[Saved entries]
*-*-*

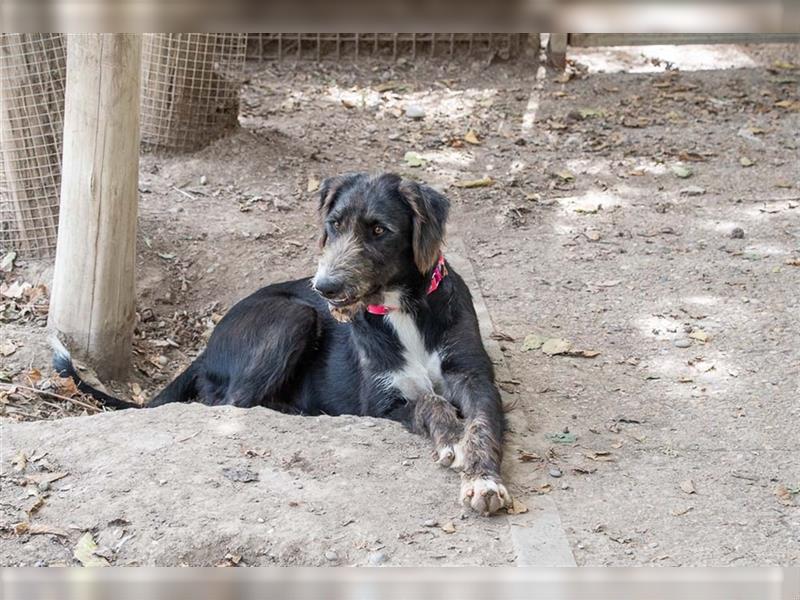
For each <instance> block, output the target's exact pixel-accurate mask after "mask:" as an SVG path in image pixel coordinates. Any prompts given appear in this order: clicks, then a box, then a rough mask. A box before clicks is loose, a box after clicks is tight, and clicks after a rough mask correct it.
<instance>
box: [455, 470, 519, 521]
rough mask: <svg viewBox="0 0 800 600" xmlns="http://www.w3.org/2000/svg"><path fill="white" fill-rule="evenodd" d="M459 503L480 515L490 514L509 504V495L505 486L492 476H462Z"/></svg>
mask: <svg viewBox="0 0 800 600" xmlns="http://www.w3.org/2000/svg"><path fill="white" fill-rule="evenodd" d="M461 504H463V505H464V506H468V507H470V508H471V509H472V510H474V511H476V512H479V513H481V514H482V515H490V514H492V513H496V512H497V511H498V510H500V509H501V508H503V507H504V506H508V505H509V504H511V495H510V494H509V493H508V490H507V489H506V486H504V485H503V484H502V482H501V481H499V480H497V479H495V478H493V477H474V478H470V477H467V476H464V477H463V479H462V481H461Z"/></svg>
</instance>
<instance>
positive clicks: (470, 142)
mask: <svg viewBox="0 0 800 600" xmlns="http://www.w3.org/2000/svg"><path fill="white" fill-rule="evenodd" d="M464 141H465V142H467V143H468V144H472V145H473V146H478V145H480V143H481V141H480V140H479V139H478V135H477V134H476V133H475V132H474V131H473V130H472V129H470V130H469V131H468V132H467V133H465V134H464Z"/></svg>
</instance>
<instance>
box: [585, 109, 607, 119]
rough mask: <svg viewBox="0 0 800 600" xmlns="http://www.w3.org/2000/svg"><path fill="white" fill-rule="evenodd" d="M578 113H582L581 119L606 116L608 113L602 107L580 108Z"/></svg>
mask: <svg viewBox="0 0 800 600" xmlns="http://www.w3.org/2000/svg"><path fill="white" fill-rule="evenodd" d="M578 114H580V116H581V119H591V118H594V117H604V116H605V115H606V113H605V111H604V110H602V109H600V108H579V109H578Z"/></svg>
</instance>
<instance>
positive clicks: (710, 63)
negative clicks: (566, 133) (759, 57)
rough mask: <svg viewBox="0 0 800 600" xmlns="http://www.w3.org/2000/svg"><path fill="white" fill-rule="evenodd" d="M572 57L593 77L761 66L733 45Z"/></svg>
mask: <svg viewBox="0 0 800 600" xmlns="http://www.w3.org/2000/svg"><path fill="white" fill-rule="evenodd" d="M569 53H570V58H572V59H574V60H575V61H576V62H578V63H580V64H583V65H586V66H587V67H588V69H589V72H590V73H622V72H625V73H660V72H663V71H665V70H666V68H667V66H668V65H670V66H672V67H673V68H677V69H679V70H680V71H706V70H715V69H752V68H755V67H757V66H758V64H757V63H756V62H755V61H754V60H753V59H752V58H751V57H750V56H749V55H748V54H747V53H746V52H745V51H744V50H743V49H742V48H741V47H740V46H734V45H730V44H718V45H699V44H691V45H685V46H666V45H663V46H662V45H653V46H616V47H608V48H603V47H600V48H570V51H569Z"/></svg>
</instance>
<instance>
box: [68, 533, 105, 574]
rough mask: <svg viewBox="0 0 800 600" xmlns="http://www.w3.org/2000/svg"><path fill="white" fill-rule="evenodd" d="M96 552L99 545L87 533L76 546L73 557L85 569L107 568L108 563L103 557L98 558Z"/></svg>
mask: <svg viewBox="0 0 800 600" xmlns="http://www.w3.org/2000/svg"><path fill="white" fill-rule="evenodd" d="M95 550H97V543H96V542H95V541H94V538H93V537H92V534H91V533H90V532H88V531H87V532H86V533H84V534H83V535H82V536H81V539H79V540H78V543H77V544H75V549H74V550H73V552H72V556H73V557H74V558H75V559H76V560H77V561H79V562H80V563H81V564H82V565H83V566H84V567H107V566H108V561H107V560H106V559H105V558H103V557H102V556H97V555H96V554H95V553H94V551H95Z"/></svg>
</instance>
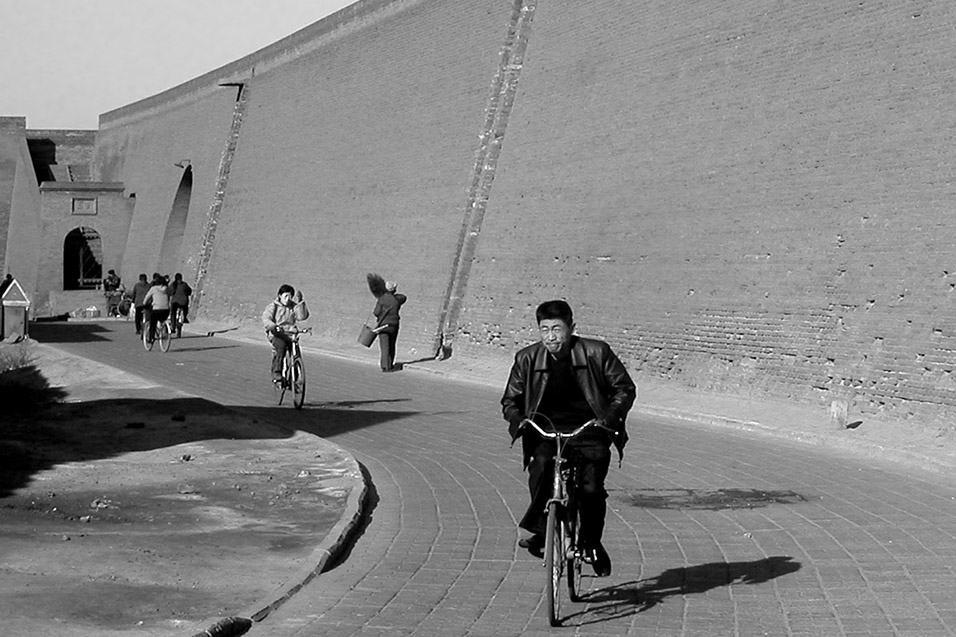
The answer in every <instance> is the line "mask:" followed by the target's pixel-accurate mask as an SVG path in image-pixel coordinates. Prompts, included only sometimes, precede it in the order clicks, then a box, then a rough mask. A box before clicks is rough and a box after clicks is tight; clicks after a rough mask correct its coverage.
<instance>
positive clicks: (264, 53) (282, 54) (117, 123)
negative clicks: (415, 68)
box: [99, 0, 420, 130]
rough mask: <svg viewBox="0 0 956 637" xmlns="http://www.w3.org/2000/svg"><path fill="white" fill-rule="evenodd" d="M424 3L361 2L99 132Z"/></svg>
mask: <svg viewBox="0 0 956 637" xmlns="http://www.w3.org/2000/svg"><path fill="white" fill-rule="evenodd" d="M418 1H420V0H358V2H355V3H354V4H351V5H349V6H347V7H344V8H342V9H340V10H338V11H336V12H335V13H332V14H330V15H328V16H326V17H324V18H322V19H321V20H319V21H318V22H314V23H312V24H310V25H309V26H306V27H304V28H302V29H300V30H298V31H296V32H295V33H292V34H291V35H288V36H286V37H284V38H282V39H281V40H278V41H276V42H274V43H272V44H270V45H268V46H266V47H264V48H262V49H259V50H258V51H255V52H253V53H250V54H249V55H247V56H245V57H242V58H239V59H238V60H235V61H233V62H230V63H228V64H226V65H224V66H221V67H219V68H217V69H214V70H212V71H209V72H208V73H205V74H203V75H200V76H198V77H195V78H193V79H191V80H188V81H186V82H183V83H182V84H179V85H177V86H174V87H172V88H170V89H167V90H165V91H163V92H161V93H157V94H155V95H152V96H150V97H146V98H144V99H141V100H138V101H136V102H133V103H131V104H127V105H126V106H122V107H120V108H116V109H113V110H111V111H107V112H105V113H103V114H101V115H100V117H99V128H100V130H102V129H104V128H111V127H113V126H117V125H122V124H123V123H125V121H126V120H129V119H131V118H135V117H136V116H137V115H141V114H146V113H147V112H150V111H153V110H155V109H157V108H160V107H163V106H168V105H172V104H175V103H177V102H180V101H182V100H183V99H184V98H187V97H190V96H192V95H195V94H206V93H209V92H211V91H214V90H219V89H220V88H221V86H222V85H223V84H224V83H226V82H233V83H241V82H245V81H248V80H249V79H250V78H251V77H252V75H253V73H255V72H256V71H261V70H262V67H263V66H265V67H270V68H271V67H274V66H278V65H279V64H281V63H284V62H287V61H289V60H291V59H295V58H296V57H298V56H300V55H302V54H304V53H307V52H309V51H311V50H312V49H313V48H314V46H309V45H313V44H314V43H315V42H316V41H319V40H322V39H323V38H327V37H328V36H331V35H333V34H335V33H336V32H337V31H340V30H342V29H343V28H344V27H348V26H351V25H353V24H354V23H357V22H361V21H362V20H363V19H366V18H369V17H371V16H373V15H375V14H377V13H379V12H381V11H382V10H383V9H387V8H394V7H395V6H397V5H407V4H410V3H414V2H418Z"/></svg>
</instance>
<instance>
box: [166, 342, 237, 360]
mask: <svg viewBox="0 0 956 637" xmlns="http://www.w3.org/2000/svg"><path fill="white" fill-rule="evenodd" d="M179 342H180V340H179V339H178V338H174V339H173V342H172V343H171V345H170V347H169V352H168V353H169V354H172V355H174V356H175V355H176V354H178V353H180V352H211V351H212V350H214V349H233V348H236V347H241V345H210V346H208V347H203V346H202V345H196V346H195V347H178V346H177V344H178V343H179ZM220 342H221V341H220Z"/></svg>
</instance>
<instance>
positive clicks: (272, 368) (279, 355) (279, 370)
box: [262, 284, 309, 382]
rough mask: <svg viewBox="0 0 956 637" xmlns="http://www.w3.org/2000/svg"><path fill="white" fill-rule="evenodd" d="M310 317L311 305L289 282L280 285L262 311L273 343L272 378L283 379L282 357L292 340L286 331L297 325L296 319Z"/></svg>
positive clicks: (264, 323) (263, 316)
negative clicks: (286, 283) (267, 305)
mask: <svg viewBox="0 0 956 637" xmlns="http://www.w3.org/2000/svg"><path fill="white" fill-rule="evenodd" d="M307 318H309V307H308V306H307V305H306V304H305V301H303V300H302V292H301V291H299V292H296V290H295V288H293V287H292V286H291V285H288V284H282V285H280V286H279V292H278V294H277V295H276V298H275V299H274V300H273V301H272V303H270V304H269V305H268V306H267V307H266V309H265V310H264V311H263V312H262V326H263V327H264V328H265V330H266V338H268V339H269V342H270V343H272V351H273V354H272V380H273V382H279V381H281V380H282V359H283V358H285V352H286V349H287V348H288V347H289V344H290V343H291V342H292V340H291V339H290V338H289V336H288V334H286V333H285V332H286V331H287V330H290V329H292V328H293V327H295V324H296V321H304V320H306V319H307Z"/></svg>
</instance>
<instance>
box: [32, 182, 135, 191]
mask: <svg viewBox="0 0 956 637" xmlns="http://www.w3.org/2000/svg"><path fill="white" fill-rule="evenodd" d="M124 189H125V186H124V185H123V182H121V181H44V182H42V183H41V184H40V191H41V192H67V191H75V192H93V191H100V192H122V191H123V190H124Z"/></svg>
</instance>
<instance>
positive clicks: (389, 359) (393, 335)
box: [372, 281, 408, 372]
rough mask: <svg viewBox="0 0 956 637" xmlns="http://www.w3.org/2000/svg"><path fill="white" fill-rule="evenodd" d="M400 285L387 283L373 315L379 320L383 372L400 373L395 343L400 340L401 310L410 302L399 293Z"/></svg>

*-*-*

Directive: Return the text of the items above from the start through the line containing "box: [455, 470, 519, 521]", including that line, and reproduce it verbatim. Omit the pictures from your answer.

Response:
For each <instance> block, output the target's exact pixel-accurate mask after "mask:" as an SVG path in image pixel coordinates. Any prompts given appear in this order: clicks, then a box, then a rough mask. A box before clicks is loose, a box after clicks is tight, and clicks after a rough mask correct it.
<instance>
box: [455, 470, 519, 521]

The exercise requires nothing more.